• **Passage shown**
begin

More preferably, the contact surface comprises an arc length which extends from end to end in the range of from 20° (which would result in 18 rotations of the rotatably moveable body member being required for making contact with 360° of the inner surface of the throughbore of the downhole tubular) to 180° (which would result in two rotations being required) and even more preferably from 30° (which would result in 12 rotations being required) to 90° (which would result in four rotations being required) preferably from 45° (which would result in eight rotations being required) to 72° (which would result in five rotations being required) and is most preferably in the region of 60° (which would result in six rotations being required).

Preferably, the retracted position of the contact surface has the contact surface spaced apart from the inner surface of the throughbore of the downhole tubular and typically, the contact surface is wholly located within the apparatus when in the retracted position (such that it does not extend further outwards from the apparatus than other portions of the apparatus).

Preferably, the extended position of the contact surface has the contact surface in contact with the inner surface of the throughbore of the downhole tubular.

The accompanying drawings illustrate presently exemplary embodiments of the disclosure and together with the general description given above and the detailed description of the embodiments given below, serve to explain, by way of example, the principles of the disclosure.

In the description that follows, like parts are marked throughout the specification and drawings with the same reference numerals, respectively. The drawings are not necessarily to scale. Certain features of the invention may be shown exaggerated in scale or in somewhat schematic form, and some details of conventional elements may not be shown in the interest of clarity and conciseness. The present invention is susceptible to embodiments of different forms. Specific embodiments of the present invention are shown in the drawings and herein will be described in detail, with the understanding that the present disclosure is to be considered an exemplification of the principles of the invention and is not intended to limit the invention to that illustrated and described herein. It is to be fully recognised that the different teachings of the embodiments discussed below may be employed separately or in any suitable combination to produce the desired results.

end

• **Parts of the exercise**
(a) In the passage on the downhole tool, what arc length is the contact surface most preferably given, and how many rotations would that require?
(b) Continue the passage on the downhole tool from its final sentence.
The material placed after this passage has no role in the work here.

• **Given information**
begin

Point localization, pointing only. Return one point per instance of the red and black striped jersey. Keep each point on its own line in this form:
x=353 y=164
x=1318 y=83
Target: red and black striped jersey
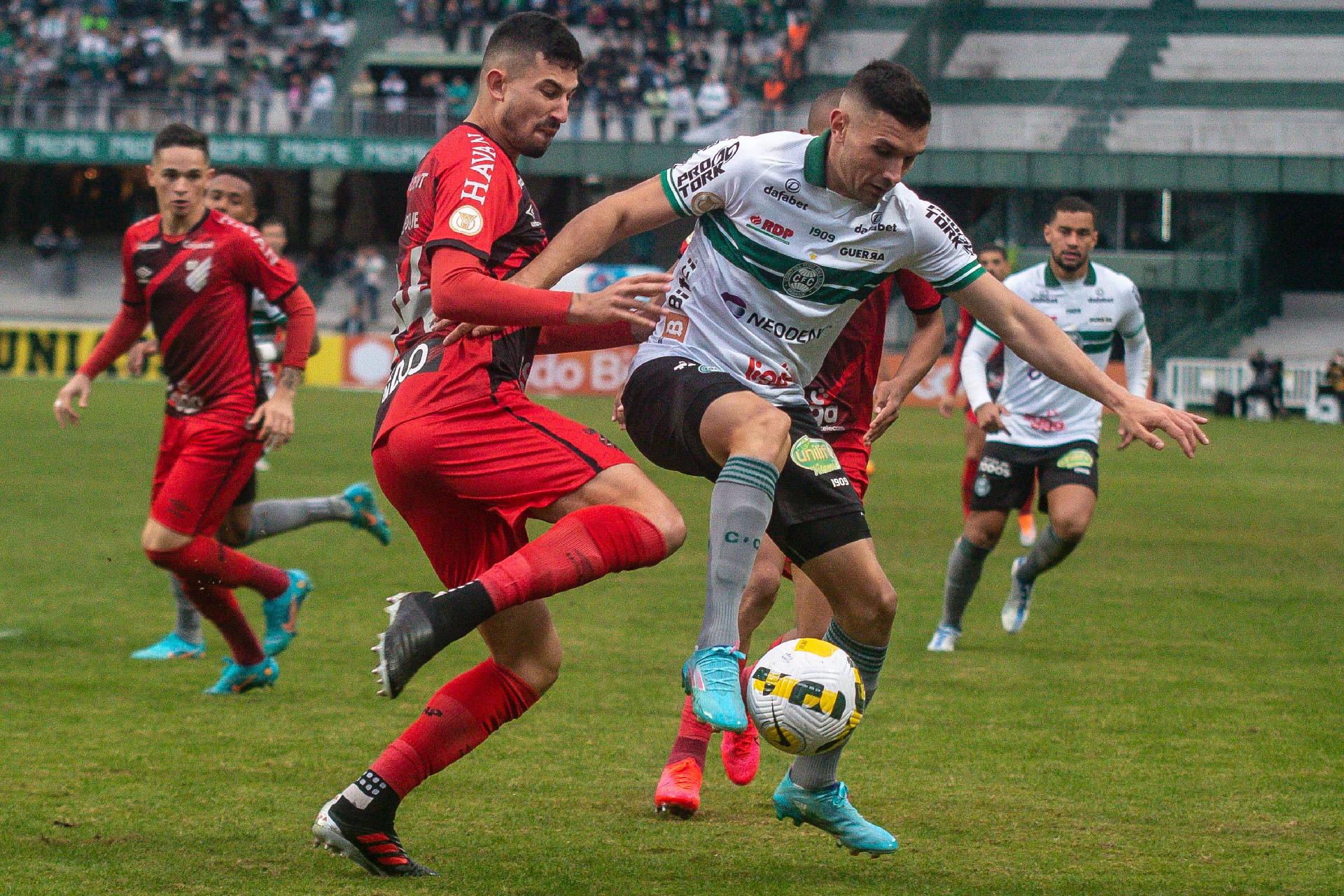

end

• **Written answers**
(a) The contact surface most preferably has an arc length in the region of 60°, which would require six rotations.

(b)
The following definitions will be followed in the specification. As used herein, the term "wellbore" refers to a wellbore or borehole being provided or drilled in a manner known to those skilled in the art. The wellbore may be ‘open hole’ or ‘cased’, being lined with a tubular string. Reference to up or down will be made for purposes of description with the terms "above", "up", "upward", "upper" or "upstream" meaning away from the bottom of the wellbore along the longitudinal axis of a work string toward the surface and "below", "down", "downward", "lower" or "downstream" meaning toward the bottom of the wellbore along the longitudinal axis of the work string and away from the surface and deeper into the well, whether the well being referred to is a conventional vertical well or a deviated well and therefore includes the typical situation where a rig is above a wellhead, and the well extends down from the wellhead into the formation, but also horizontal wells where the formation may not necessarily be below the wellhead. Similarly ‘work string’ refers to any elongate member (such as a wire or cable) or tubular arrangement for conveying fluids and/or tools from a surface into a wellbore. In the present invention, slickline is the preferred work string.

The various aspects of the present invention can be practiced alone or in combination with one or more of the other aspects, as will be appreciated by those skilled in the relevant arts. The various aspects of the invention can optionally be provided in combination with one or more of the optional features of the other aspects of the invention. Also, optional features described in relation to one embodiment can typically be combined alone or together with other features in different embodiments of the invention. Additionally, any feature disclosed in the specification can be combined alone or collectively with other features in the specification to form an invention.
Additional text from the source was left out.